WRITTEN PROBLEM
Put every line of the entries below into a JSON list of strings, one string per line, skipping blank lines. Leave the pictures out of the list.

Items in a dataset
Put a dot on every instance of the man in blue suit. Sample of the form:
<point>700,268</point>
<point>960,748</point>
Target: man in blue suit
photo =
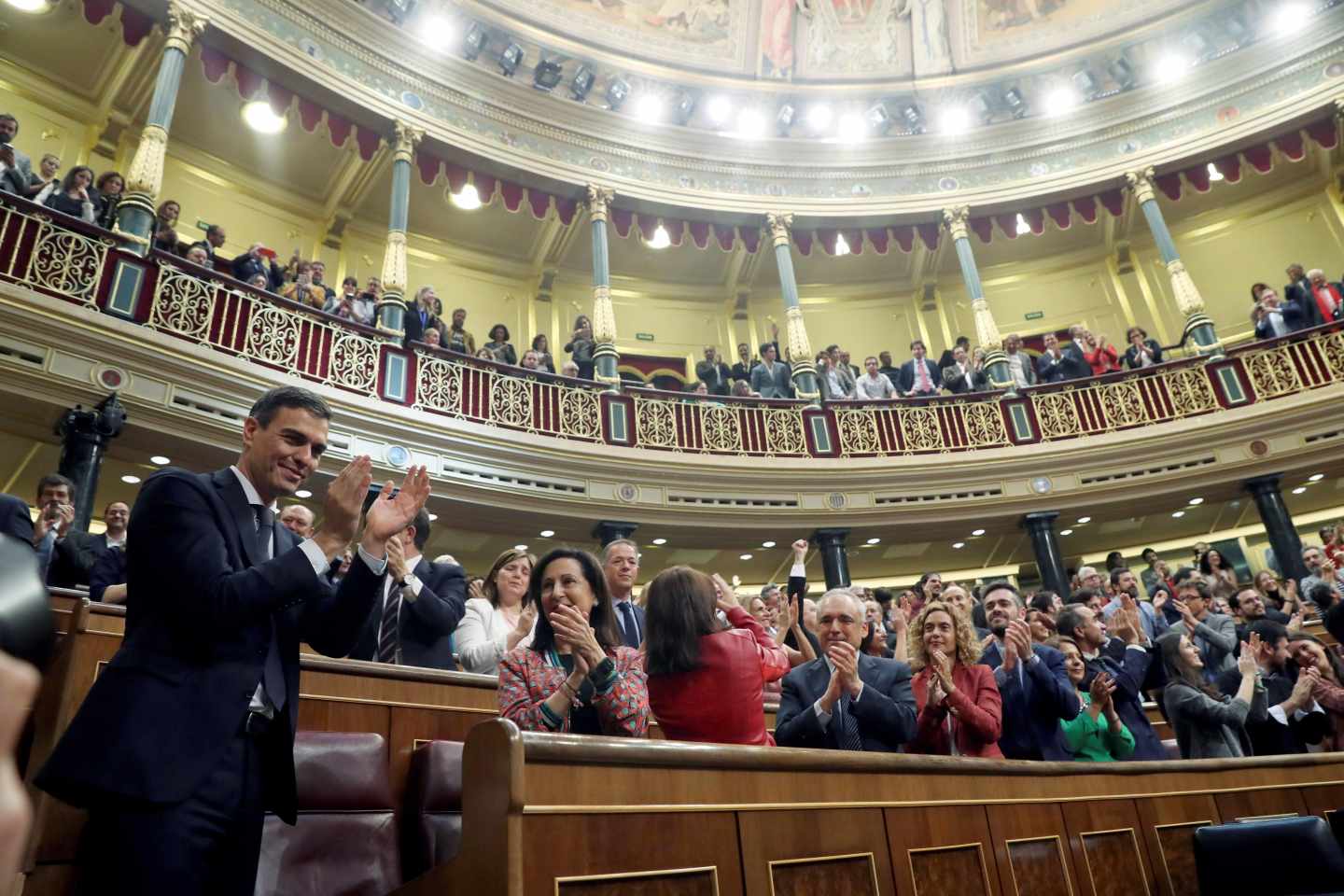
<point>187,736</point>
<point>1031,679</point>
<point>845,699</point>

EXERCISE OUTPUT
[
  "Put a dot on every instance of the man in blue suit. Sample of the form:",
  "<point>700,268</point>",
  "<point>960,748</point>",
  "Target: man in blue suit",
  "photo =",
  "<point>187,736</point>",
  "<point>1031,679</point>",
  "<point>845,699</point>"
]